### OBIETTIVO
Trascrivi dal brano citato più sotto la parte che si apre con le parole contenenti "Marocco, riforme condivise" e si chiude con "può spiegare meglio?".

Marocco, riforme condivise
Nouzha Guessous, intervistata da Nina zu Fürstenberg 13 febbraio 2012

«Avevamo bisogno di un codice che garantisse i diritti delle donne e, allo stesso tempo, il diritto di essere in armonia con l’islam. E ha funzionato. Abbiamo usato argomenti ragionevoli tratti dalla tradizione religiosa; altrimenti questo cambiamento non sarebbe stato possibile. La maggior parte dei casi di divorzio, ora, vengono disciplinati dalla nuova legge. Oggi, alle donne viene sempre meno richiesta la procedura tradizionale, in cui divorziare voleva dire liquidarle con grosse somme di denaro e essere obbligate a lasciare i bambini».

Lei fa intendere che si può distinguere tra un cosiddetto femminismo islamista, di tipo fondamentalista, e un femminismo musulmano: può spiegare meglio?

Sono due cose evidentemente diverse. Non amo questa terminologia, ma è necessaria per capire. Le cosiddette femministe islamiste non hanno accettato il nuovo codice, quando era in corso di elaborazione. Rifiutano qualunque compromesso con qualsiasi cosa che possa sembrare occidentale ma, allo stesso tempo, vogliono essere considerate femministe. Questa è una posizione molto diversa da quello che io chiamo pragmaticamente «femminismo musulmano», che si definisce femminismo dai suoi inizi, che si muove all’interno della tradizione dei diritti umani universali, ma rispetta la tradizione islamica, fino a che essa non contrasta con i principi dei diritti universali. In Marocco, Fatima Mernissi è stata una delle prime donne ad analizzare il Corano dal punto di vista delle donne, e ciò ha condotto all’emissione di una fatwa contro di lei. La conclusione a cui sono giunta per promuovere i diritti delle donne è partire dai principi dell’islam, confrontandosi con i temi teologici. Il femminismo deve essere pragmatico e attraverso questa esperienza giuridica ho riscoperto la mia cultura, me stessa, la mia tradizione. Sono una pensatrice pragmatica e una scienziata, sono stata educata in Francia e improvvisamente mi sono trovata a leggere i testi sacri, così come molti dei Fiqh (testi della giurisprudenza islamica), imparando, comprendendo e adattando questa esperienza alla mia realtà di attivista dei diritti umani. È stato faticoso, ma dopo mi sono sentita molto più ricca.

### DATI
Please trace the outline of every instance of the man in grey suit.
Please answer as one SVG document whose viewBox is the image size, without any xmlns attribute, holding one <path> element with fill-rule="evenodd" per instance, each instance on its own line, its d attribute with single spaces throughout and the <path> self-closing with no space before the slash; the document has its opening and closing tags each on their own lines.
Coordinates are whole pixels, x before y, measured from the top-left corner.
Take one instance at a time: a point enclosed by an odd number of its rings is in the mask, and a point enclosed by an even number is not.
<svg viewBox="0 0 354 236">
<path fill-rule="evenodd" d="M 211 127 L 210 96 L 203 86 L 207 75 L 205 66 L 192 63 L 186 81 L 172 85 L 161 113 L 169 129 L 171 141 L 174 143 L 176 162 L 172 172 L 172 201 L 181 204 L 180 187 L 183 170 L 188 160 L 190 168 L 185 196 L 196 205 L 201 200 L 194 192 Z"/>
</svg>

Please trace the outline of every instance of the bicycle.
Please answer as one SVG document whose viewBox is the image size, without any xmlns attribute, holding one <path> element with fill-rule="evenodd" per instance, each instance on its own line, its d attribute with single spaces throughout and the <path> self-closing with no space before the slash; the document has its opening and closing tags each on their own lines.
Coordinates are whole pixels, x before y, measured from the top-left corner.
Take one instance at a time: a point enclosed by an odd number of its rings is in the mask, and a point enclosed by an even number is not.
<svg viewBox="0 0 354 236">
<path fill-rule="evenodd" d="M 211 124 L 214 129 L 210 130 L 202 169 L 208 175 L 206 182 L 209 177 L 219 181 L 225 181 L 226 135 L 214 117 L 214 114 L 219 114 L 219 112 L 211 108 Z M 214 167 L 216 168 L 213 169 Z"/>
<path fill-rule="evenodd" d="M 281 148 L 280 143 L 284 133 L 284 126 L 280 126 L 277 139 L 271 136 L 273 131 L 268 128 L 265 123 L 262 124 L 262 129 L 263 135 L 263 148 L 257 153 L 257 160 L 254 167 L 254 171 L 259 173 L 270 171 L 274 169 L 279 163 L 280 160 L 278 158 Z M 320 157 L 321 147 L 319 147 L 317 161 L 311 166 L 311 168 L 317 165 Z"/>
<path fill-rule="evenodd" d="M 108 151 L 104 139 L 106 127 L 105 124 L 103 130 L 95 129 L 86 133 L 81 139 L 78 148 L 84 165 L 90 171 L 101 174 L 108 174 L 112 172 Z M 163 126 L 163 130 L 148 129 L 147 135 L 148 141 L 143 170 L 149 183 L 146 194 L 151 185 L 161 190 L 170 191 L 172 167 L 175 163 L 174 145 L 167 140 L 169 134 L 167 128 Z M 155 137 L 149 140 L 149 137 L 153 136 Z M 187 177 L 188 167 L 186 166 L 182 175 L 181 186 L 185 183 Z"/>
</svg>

### RISULTATO CORRETTO
Marocco, riforme condivise
Nouzha Guessous, intervistata da Nina zu Fürstenberg 13 febbraio 2012

«Avevamo bisogno di un codice che garantisse i diritti delle donne e, allo stesso tempo, il diritto di essere in armonia con l’islam. E ha funzionato. Abbiamo usato argomenti ragionevoli tratti dalla tradizione religiosa; altrimenti questo cambiamento non sarebbe stato possibile. La maggior parte dei casi di divorzio, ora, vengono disciplinati dalla nuova legge. Oggi, alle donne viene sempre meno richiesta la procedura tradizionale, in cui divorziare voleva dire liquidarle con grosse somme di denaro e essere obbligate a lasciare i bambini».

Lei fa intendere che si può distinguere tra un cosiddetto femminismo islamista, di tipo fondamentalista, e un femminismo musulmano: può spiegare meglio?